Turn the records below into a two-column CSV with the columns "request" and "answer," one row per request, putting each request's text and its answer in a single quoted field with line breaks replaced by spaces. Leave the pictures out.

(Entries on locating named things)
==*==
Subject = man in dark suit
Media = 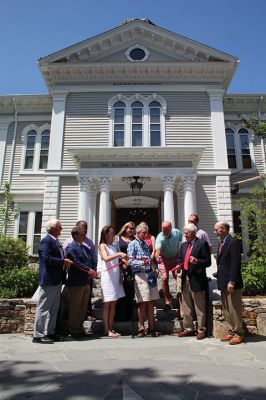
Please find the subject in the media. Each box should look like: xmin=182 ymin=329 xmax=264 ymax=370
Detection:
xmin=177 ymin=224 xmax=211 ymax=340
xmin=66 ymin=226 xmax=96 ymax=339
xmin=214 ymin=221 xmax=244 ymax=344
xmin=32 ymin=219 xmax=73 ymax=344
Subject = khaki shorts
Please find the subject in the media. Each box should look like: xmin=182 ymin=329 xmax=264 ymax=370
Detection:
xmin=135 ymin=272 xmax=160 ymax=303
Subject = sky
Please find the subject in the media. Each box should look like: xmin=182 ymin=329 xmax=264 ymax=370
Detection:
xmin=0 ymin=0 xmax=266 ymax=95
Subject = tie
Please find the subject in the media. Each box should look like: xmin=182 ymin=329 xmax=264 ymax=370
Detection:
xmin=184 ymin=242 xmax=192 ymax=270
==*==
▶ _SOLUTION FOR THIS EXERCISE_
request,answer
"Subject = man in dark suit Media = Please find the subject in the media. Each box should look like: xmin=182 ymin=329 xmax=264 ymax=370 Detection:","xmin=177 ymin=224 xmax=211 ymax=340 xmin=66 ymin=226 xmax=96 ymax=339 xmin=214 ymin=221 xmax=244 ymax=344 xmin=32 ymin=219 xmax=73 ymax=344"
"Subject = khaki shorts Please find the subject in the media. Each box should look like: xmin=182 ymin=329 xmax=264 ymax=370 Detection:","xmin=135 ymin=272 xmax=160 ymax=303"
"Subject = sky Please find the subject in the media. Each box should look like: xmin=182 ymin=329 xmax=264 ymax=370 Detection:","xmin=0 ymin=0 xmax=266 ymax=95"
"Subject = tie Please find the subject in the media. Each box should look like: xmin=182 ymin=329 xmax=264 ymax=370 Detection:","xmin=184 ymin=242 xmax=192 ymax=270"